Gros titres dans les médias : l’Etat grec au bord de la faillite, la Grèce va-t-elle entraîner la zone euro dans la tourmente, et j’en passe... Evidemment, dans les esprits, le rapprochement se fait immédiatement avec le mouvement social grec. Qu’en est-il réellement ?


Un peu de vocabulaire

Essayons d’abord de nous y retrouver. Le « déficit de la Grèce » dont il s’agit est celui de son Etat, de même que la dette.
La Commission Européenne prévoit un déficit public d’un peu plus de 12% pour les trois prochaines années, c’est-à-dire que les dépenses de l’Etat grec dépasseront ses recettes de 12%. C’est un peu moins que l’Irlande, à peine plus que l’Espagne, et un peu moins du double du déficit prévu pour la zone euro (environ 6%). En période de crise, les déficits publics augmentent toujours : les impôts diminuent lorsque les revenus diminuent, alors que ce n’est pas exactement le moment de diminuer les dépenses sociales et de licencier des fonctionnaires. Les Etats ont admis depuis Keynes et la crise des années 30 qu’il valait mieux un peu de déficit censé se résorber ensuite quand la croissance reviendra et les impôts avec, que d’aggraver encore la récession en visant l’équilibre. Problème supplémentaire : le traité de Maastricht. Il prévoit que les Etats adhérant à la zone euro s’engagent à ne jamais dépasser 3% de déficit. Aucun pays de la zone euro ne respecte le traité en ce moment, mais suivant les pays les écarts sont plus ou moins grands. Et il semblerait qu’au moment de son entrée dans la zone euro, la Grèce ait un peu maquillé ses comptes pour pouvoir rentrer dans les critères. Il n’est pas certain du tout que ce soit le seul Etat à l’avoir fait, et d’autres scandales du même type pourraient survenir ultérieurement.
================
- _ÉNONCÉ_
D'après le texte sur le déficit de la Grèce, quelle limite de déficit le traité de Maastricht impose-t-il aux États de la zone euro ? Répondez en une phrase, s'il vous plaît. Le matériel qui suit ne joue aucun rôle ici.

- _MATÉRIEL FOURNI_
================
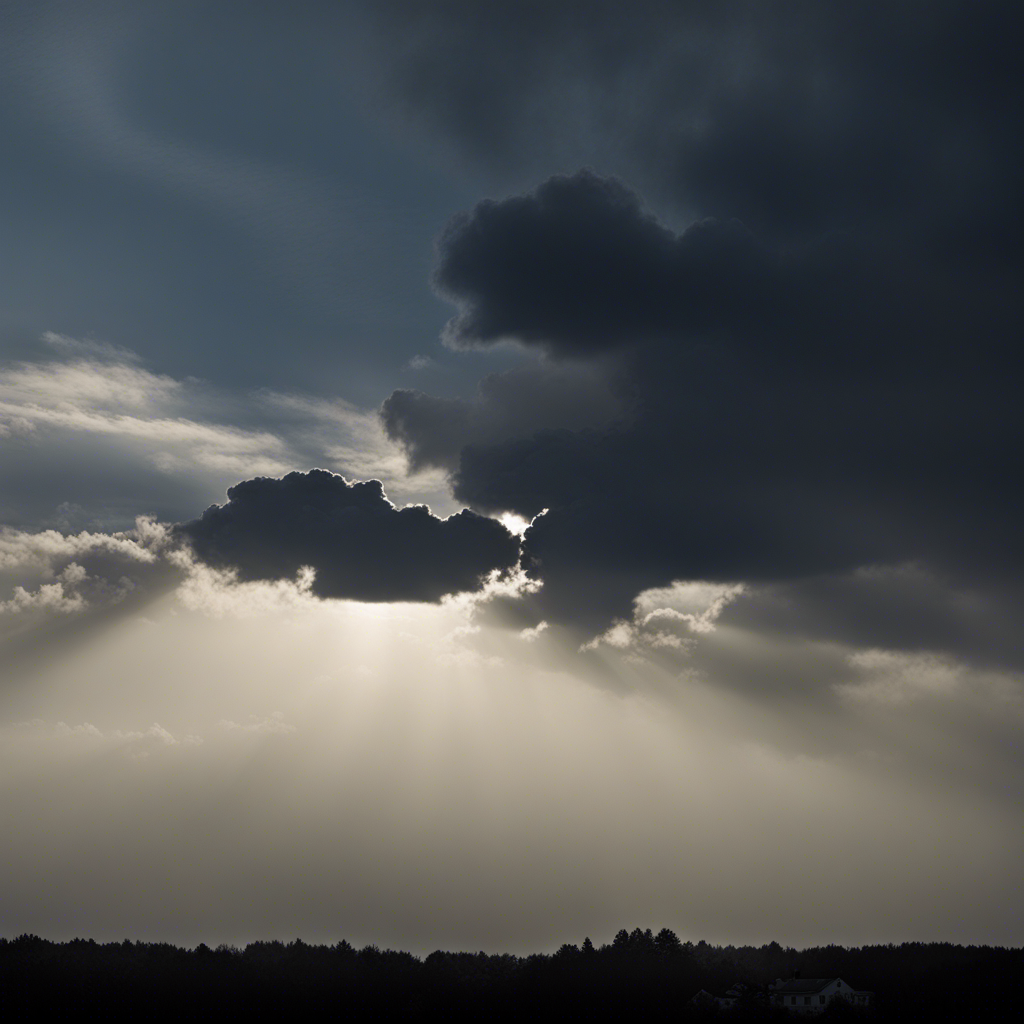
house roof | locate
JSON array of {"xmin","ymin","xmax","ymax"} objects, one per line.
[{"xmin": 774, "ymin": 978, "xmax": 836, "ymax": 995}]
================
- _RÉPONSE RÉDIGÉE_
Le traité de Maastricht engage les États de la zone euro à ne jamais dépasser 3% de déficit.